» ENUNCIADO:
Transcreva, sem alterações, o trecho do texto sobre o caso da menina Sarah que começa em "Há poucas semanas, a" e vai até "Pereira de Castro.", com essas palavras incluídas.

» TEXTO PARA ANÁLISE:
----

Há poucas semanas, a primeira-dama Rosângela da Silva, a Janja, foi alvo de ataques por parte da mídia comercial e da oposição bolsonarista após mencionar, durante uma reunião com o presidente chinês Xi Jinping em Pequim, o caso da menina Sarah Raíssa Pereira de Castro.
Com apenas 8 anos, Sarah morreu no Distrito Federal depois de participar do chamado “desafio do desodorante” — uma prática disseminada em plataformas como TikTok e Kwai, que consiste em inalar aerossóis até a perda de consciência. Trata-se de uma espécie de roleta-russa digital, impulsionada por algoritmos de engajamento que normalizam comportamentos perigosos e letais entre crianças e adolescentes.

----

» DADOS FORNECIDOS:

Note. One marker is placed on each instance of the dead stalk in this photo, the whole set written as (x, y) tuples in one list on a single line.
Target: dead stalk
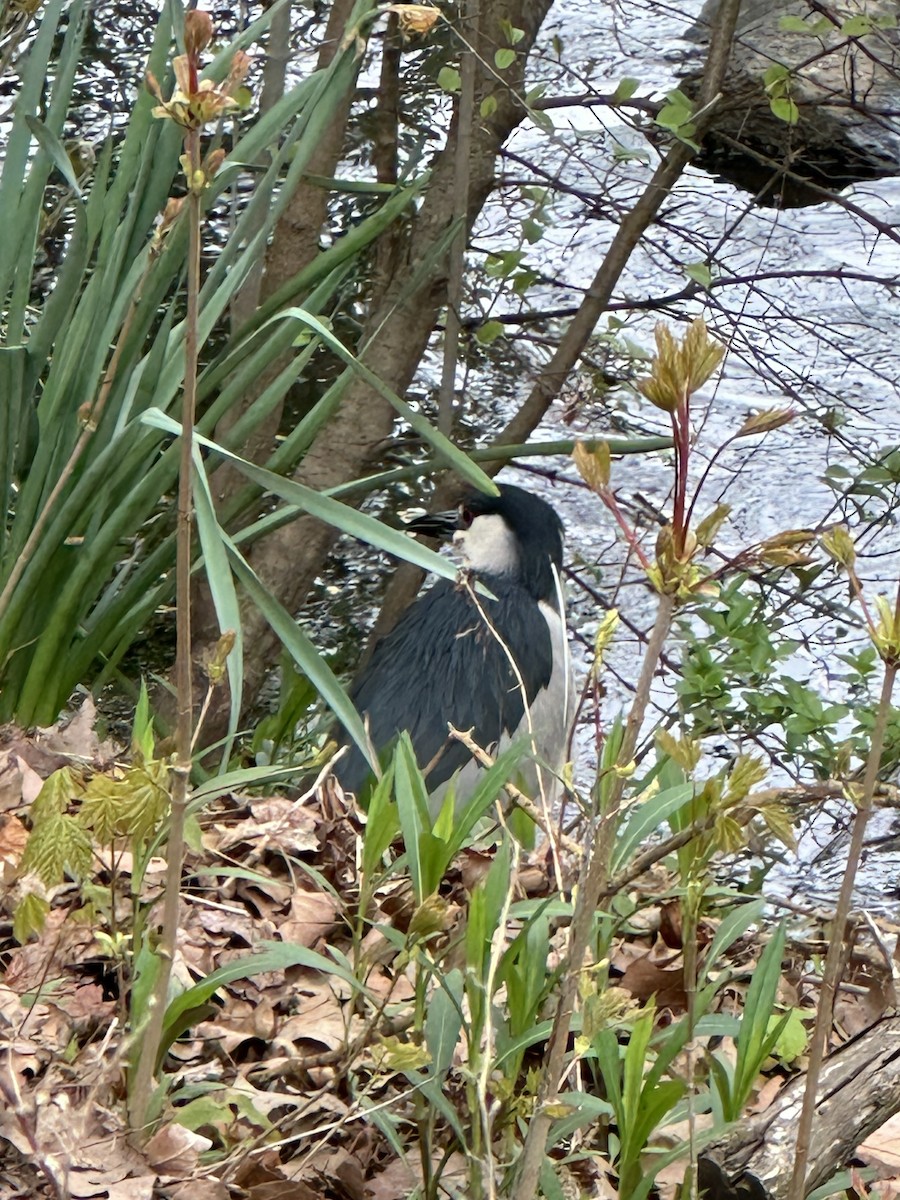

----

» RESPOSTA FINAL:
Há poucas semanas, a primeira-dama Rosângela da Silva, a Janja, foi alvo de ataques por parte da mídia comercial e da oposição bolsonarista após mencionar, durante uma reunião com o presidente chinês Xi Jinping em Pequim, o caso da menina Sarah Raíssa Pereira de Castro.